_Texto fornecido_.
-=-=-

Acórdão nº 4291/19.5T8VIS.C1 de Court of Appeal of Coimbra (Portugal), 24 de Maio de 2022

Magistrado ResponsávelJOÃO MOREIRA DO CARMO
Data da Resolução24 de Maio de 2022
EmissorCourt of Appeal of Coimbra (Portugal)

I – Relatório 1. AA, residente em ..., intentou acção declarativa contra BB e cônjuge, CC, residentes em ..., e DD, residente em ..., impetrando que devem anular-se os 2 testamentos outorgados por EE.

Alegou, muito resumidamente, que o falecido EE, de quem era sobrinho, lavrou dois testamentos, a favor dos aqui réus, como seus universais herdeiros, sendo que, no entanto, desde alguns anos antes se encontrava já afectado nas suas faculdades mentais de modo a não ter a capacidade de avaliar os seus atos e determinar a sua livre vontade, pelo que, quando testou, já com 81 e 82 anos, já se encontrava totalmente incapacitado de entender o sentido das declarações que proferiu.

Contestaram os réus, avançando, em breve síntese, que o falecido testou no pleno exercício da sua vontade, sendo então capaz, o que foi confirmado pela Notária e pelas testemunhas dos actos, e que o mesmo não se encontrava incapaz nem sequer quando a sentença do processo que o interditou assim o determinou, e que o que acontece é que o autor não se conforma por o seu falecido tio ter decidido não lhe deixar qualquer bem. Concluem, assim, pedindo a sua absolvição.

* A final foi proferida sentença que julgou a acção não provada e absolveu os réus do pedido.

* 2. O A. recorreu, tendo formulado as seguintes conclusões: 1 – O ora Recorrente AA instaurou a presente acção declarativa constitutiva (processo comum) contra BB e cônjuge, CC e DD, beneficiários dos testamentos celebrados em 29/01/2010 e 23/02/2011 no Cartório notarial ... pelo falecido EE, tio do autor, que deixou em favor daqueles (Réus) vários legados e instituindo-os seus únicos universais herdeiros.

2 - Na respetiva acção deduziu o seguinte pedido: “Deve a presente acção ser julgada provada e procedente e em consequência deve anular-se ou declarar-se anulados os testamentos outorgados por EE no Cartório notarial ... em 29/01/2010 e 23/02/2011” 3 - Por sentença proferida em 16/12/2021, pelo Juízo Central Cível de Viseu – Juiz 3 do Tribunal Judicial da Comarca de Viseu, foi a ação intentada pelo Autor/Recorrente, julgada improcedente, absolvendo-se os réus do pedido contra eles formulado.

4 - O Meritíssimo Juiz ao decidir da forma como o fez não atendeu a factos que deveriam ter sido devidamente avaliados e apreciados, por se afigurarem como fundamentais para uma decisão diversa daquela que o tribunal ad quo formulou (nomeadamente os factos aludidos em aa) e ab), supra melhor descritos neste recurso.

5 - Em nosso entendimento, não foram valoradas provas testemunhais que contextualizadas com algumas provas documentais justificariam uma outra apreciação sobretudo quando sujeitas à livre apreciação do tribunal e baseadas numa prudente convicção e dentro das regras da ciência, do raciocínio lógico e em máximas da experiência.

-=-=-

_Registos extraídos_.
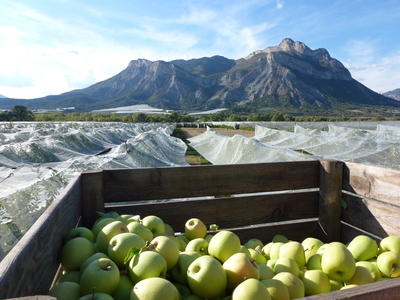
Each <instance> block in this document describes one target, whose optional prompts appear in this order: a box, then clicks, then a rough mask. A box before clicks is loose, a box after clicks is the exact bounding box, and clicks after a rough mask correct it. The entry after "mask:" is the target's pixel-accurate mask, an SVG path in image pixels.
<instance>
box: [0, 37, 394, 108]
mask: <svg viewBox="0 0 400 300" xmlns="http://www.w3.org/2000/svg"><path fill="white" fill-rule="evenodd" d="M11 103H14V104H23V105H25V106H26V107H27V108H29V109H33V108H57V107H76V109H77V110H80V111H88V110H93V109H103V108H112V107H117V106H126V105H134V104H148V105H150V106H153V107H157V108H164V109H174V110H180V109H183V110H209V109H215V108H220V107H233V106H236V107H237V106H238V105H240V106H242V107H246V106H255V107H257V108H267V107H269V108H277V107H280V108H282V107H284V108H291V109H305V108H309V107H316V108H324V109H330V108H332V107H333V106H335V105H344V104H349V103H351V104H352V105H353V106H355V107H357V106H358V105H362V104H366V105H387V106H396V107H400V102H398V101H395V100H393V99H391V98H388V97H385V96H383V95H380V94H378V93H375V92H374V91H372V90H370V89H368V88H367V87H365V86H364V85H362V84H361V83H359V82H358V81H356V80H354V79H353V78H352V77H351V74H350V72H349V71H348V70H347V69H346V68H345V67H344V65H343V64H342V63H341V62H339V61H338V60H336V59H334V58H332V57H330V55H329V53H328V51H327V50H325V49H322V48H321V49H316V50H311V49H310V48H309V47H307V46H306V45H305V44H304V43H301V42H294V41H293V40H291V39H284V40H283V41H282V42H281V43H280V44H279V45H278V46H273V47H268V48H266V49H264V50H259V51H255V52H253V53H251V54H250V55H248V56H247V57H245V58H241V59H238V60H233V59H228V58H225V57H222V56H212V57H203V58H198V59H190V60H173V61H170V62H165V61H149V60H146V59H137V60H132V61H131V62H130V63H129V65H128V67H127V68H126V69H125V70H123V71H122V72H120V73H119V74H117V75H115V76H113V77H111V78H109V79H107V80H104V81H102V82H99V83H96V84H94V85H92V86H90V87H88V88H85V89H80V90H73V91H70V92H67V93H64V94H61V95H57V96H48V97H44V98H38V99H33V100H16V99H7V101H5V99H2V100H0V108H3V107H4V106H7V105H8V106H10V105H11ZM7 108H9V107H7Z"/></svg>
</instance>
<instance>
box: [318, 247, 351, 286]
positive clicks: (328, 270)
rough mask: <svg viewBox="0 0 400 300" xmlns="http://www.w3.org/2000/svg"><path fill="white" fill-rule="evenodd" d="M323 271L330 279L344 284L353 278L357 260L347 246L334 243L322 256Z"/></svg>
mask: <svg viewBox="0 0 400 300" xmlns="http://www.w3.org/2000/svg"><path fill="white" fill-rule="evenodd" d="M321 269H322V271H324V272H325V273H326V274H327V275H328V276H329V278H330V279H334V280H338V281H342V282H344V281H347V280H349V279H350V278H351V277H353V275H354V272H355V271H356V260H355V259H354V257H353V254H351V252H350V251H349V250H348V249H347V247H346V246H345V245H343V244H342V243H340V242H332V243H330V244H329V246H328V247H327V248H326V249H325V250H324V252H323V254H322V259H321Z"/></svg>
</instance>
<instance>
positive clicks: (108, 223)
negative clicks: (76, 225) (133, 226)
mask: <svg viewBox="0 0 400 300" xmlns="http://www.w3.org/2000/svg"><path fill="white" fill-rule="evenodd" d="M114 221H116V220H115V219H113V218H103V219H101V220H99V221H98V222H97V223H95V224H94V225H93V227H92V233H93V238H94V240H95V241H96V239H97V235H98V234H99V232H100V231H101V230H102V229H103V227H104V226H106V225H107V224H110V223H111V222H114Z"/></svg>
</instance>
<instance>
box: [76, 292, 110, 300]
mask: <svg viewBox="0 0 400 300" xmlns="http://www.w3.org/2000/svg"><path fill="white" fill-rule="evenodd" d="M79 300H114V298H113V297H111V296H110V295H109V294H106V293H94V294H93V293H92V294H89V295H85V296H82V297H80V298H79Z"/></svg>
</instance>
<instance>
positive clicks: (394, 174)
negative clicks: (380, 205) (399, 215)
mask: <svg viewBox="0 0 400 300" xmlns="http://www.w3.org/2000/svg"><path fill="white" fill-rule="evenodd" d="M343 189H344V190H346V191H349V192H352V193H355V194H358V195H360V196H363V197H368V198H371V199H375V200H380V201H384V202H387V203H391V204H395V205H396V204H397V205H398V203H399V202H400V171H397V170H391V169H386V168H380V167H374V166H367V165H361V164H355V163H345V167H344V172H343Z"/></svg>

-=-=-

_O que fazer_.
Responda com base no acórdão:
(a) Que idades tinha EE quando testou, segundo o que o autor alegou?
(b) Em que datas foram celebrados os testamentos?
(c) Que tribunal proferiu a sentença de 16/12/2021?

_Resposta_.
(a) 81 e 82 anos.
(b) Em 29/01/2010 e em 23/02/2011.
(c) O Juízo Central Cível de Viseu – Juiz 3 do Tribunal Judicial da Comarca de Viseu.